◆ PASSAGE SHOWN ◆
----

TheOriginalSteamingNit · 15/05/2013 13:15

Russians -

To think about how it would work here, I made a rough working-out based on the idea that you'd have one selective in the city, and if it took 10% of the 11 year olds in the whole city, which would be from each year 7 currently in the state comprehensives we have, that would work out at about 20 children from each.

This seems to be the rough idea that many of us are working from, from what I can see, and I accept it's rather 'back of an envelope', but I was imagining how it sounded most likely to play out here.

There's more to be said for what you describe!

TheOriginalSteamingNit · 15/05/2013 13:18

(also the comprehensives we have also take pupils from surrounding villages, so it's already broader than just the city).

FadedSapphire · 15/05/2013 13:18

I imagine most here would expect their children to be in the top 10%?

----

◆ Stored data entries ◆
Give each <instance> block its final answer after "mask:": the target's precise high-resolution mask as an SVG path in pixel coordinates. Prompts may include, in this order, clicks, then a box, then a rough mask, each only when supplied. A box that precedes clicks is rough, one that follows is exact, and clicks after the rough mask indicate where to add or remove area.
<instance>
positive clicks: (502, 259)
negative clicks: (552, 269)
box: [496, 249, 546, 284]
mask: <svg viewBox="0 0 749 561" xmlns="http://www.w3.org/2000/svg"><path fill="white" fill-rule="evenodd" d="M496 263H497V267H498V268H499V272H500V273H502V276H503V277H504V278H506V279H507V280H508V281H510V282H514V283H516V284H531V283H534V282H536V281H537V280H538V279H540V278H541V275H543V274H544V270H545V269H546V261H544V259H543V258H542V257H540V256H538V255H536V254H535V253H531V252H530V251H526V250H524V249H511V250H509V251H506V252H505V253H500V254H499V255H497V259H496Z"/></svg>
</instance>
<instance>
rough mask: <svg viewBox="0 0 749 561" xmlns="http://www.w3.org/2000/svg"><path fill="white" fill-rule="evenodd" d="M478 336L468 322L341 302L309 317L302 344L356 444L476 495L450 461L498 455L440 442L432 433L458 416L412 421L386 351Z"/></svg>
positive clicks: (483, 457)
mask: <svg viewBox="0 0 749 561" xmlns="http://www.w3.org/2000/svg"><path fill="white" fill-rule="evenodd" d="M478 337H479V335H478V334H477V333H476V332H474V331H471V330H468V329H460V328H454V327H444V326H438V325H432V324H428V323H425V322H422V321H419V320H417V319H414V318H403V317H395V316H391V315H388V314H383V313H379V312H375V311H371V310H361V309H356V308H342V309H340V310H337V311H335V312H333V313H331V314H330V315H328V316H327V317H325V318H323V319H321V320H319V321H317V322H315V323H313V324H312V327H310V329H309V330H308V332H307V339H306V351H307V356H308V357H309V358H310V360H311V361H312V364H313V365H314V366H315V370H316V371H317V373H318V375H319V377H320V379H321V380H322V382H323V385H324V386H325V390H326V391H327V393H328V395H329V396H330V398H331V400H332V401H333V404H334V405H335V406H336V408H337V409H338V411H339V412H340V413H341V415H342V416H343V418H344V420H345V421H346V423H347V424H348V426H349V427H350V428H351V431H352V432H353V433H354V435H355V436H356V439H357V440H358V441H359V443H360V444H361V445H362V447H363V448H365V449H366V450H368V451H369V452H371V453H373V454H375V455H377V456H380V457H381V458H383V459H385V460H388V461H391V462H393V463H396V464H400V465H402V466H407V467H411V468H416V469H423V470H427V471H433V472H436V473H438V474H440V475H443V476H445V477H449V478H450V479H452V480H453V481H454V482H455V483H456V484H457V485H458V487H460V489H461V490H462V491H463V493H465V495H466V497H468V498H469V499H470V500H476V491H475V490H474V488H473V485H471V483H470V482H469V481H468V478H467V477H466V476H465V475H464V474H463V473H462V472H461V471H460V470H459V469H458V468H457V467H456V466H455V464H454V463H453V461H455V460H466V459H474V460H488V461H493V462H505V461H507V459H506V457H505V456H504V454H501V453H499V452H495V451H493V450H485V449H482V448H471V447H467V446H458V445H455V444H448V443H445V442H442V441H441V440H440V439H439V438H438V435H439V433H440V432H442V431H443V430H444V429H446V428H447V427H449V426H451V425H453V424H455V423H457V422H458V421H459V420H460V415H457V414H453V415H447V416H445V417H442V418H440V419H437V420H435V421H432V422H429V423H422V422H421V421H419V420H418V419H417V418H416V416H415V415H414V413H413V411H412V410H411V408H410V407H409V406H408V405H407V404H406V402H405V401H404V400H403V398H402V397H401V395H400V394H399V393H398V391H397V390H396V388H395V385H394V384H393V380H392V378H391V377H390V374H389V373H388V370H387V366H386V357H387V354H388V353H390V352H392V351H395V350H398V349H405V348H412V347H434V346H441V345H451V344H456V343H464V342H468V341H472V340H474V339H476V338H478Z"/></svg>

----

◆ TASKS TO COMPLETE ◆
(1) Retype the forum thread on selective schools from "To think about" to "children from each.".
(2) Extend the forum thread on selective schools, picking up right after its last sentence.
You can leave the material aside, since none of this work depends on it.

◆ ANSWERS TO THE PROBLEMS ◆
(1)
To think about how it would work here, I made a rough working-out based on the idea that you'd have one selective in the city, and if it took 10% of the 11 year olds in the whole city, which would be from each year 7 currently in the state comprehensives we have, that would work out at about 20 children from each.

(2)
Or am I wrong?

losingtrust · 15/05/2013 13:19

Of course!

FadedSapphire · 15/05/2013 13:20

Mmmmm.....

losingtrust · 15/05/2013 13:21

Exactly

Yellowtip · 15/05/2013 13:22

Russians well I live in the area close to the school and you're right: not a single comp is 20 kids down.

wonderingagain · 15/05/2013 13:25

The term 'pushing' means simply that the child is not extending themselves, they are being pushed into it. Fine if that's what you want to do but you can hardly expect the other 90% of the population to do the same and ergo, you can't then complain that the school is doing anything wrong. They will simply have to get 'bored stiff' as you put it. This is your problem and you shouldn't be foisting it on everyone else.

Yellowtip · 15/05/2013 13:26

Faded since all of mine go to or are going to or have gone to the superselective I've no axe to grind.

Yellowtip · 15/05/2013 13:28

Well that's an interesting take wondering, thank you for that.

None of mine are bored since they've all had the right education for them. So actually, I don't have a problem :)

wordfactory · 15/05/2013 13:29

faded I have twins. One top 10%, one not!

And?

FadedSapphire · 15/05/2013 13:30

They will go to different schools then wordfactory or your local comprehensive together?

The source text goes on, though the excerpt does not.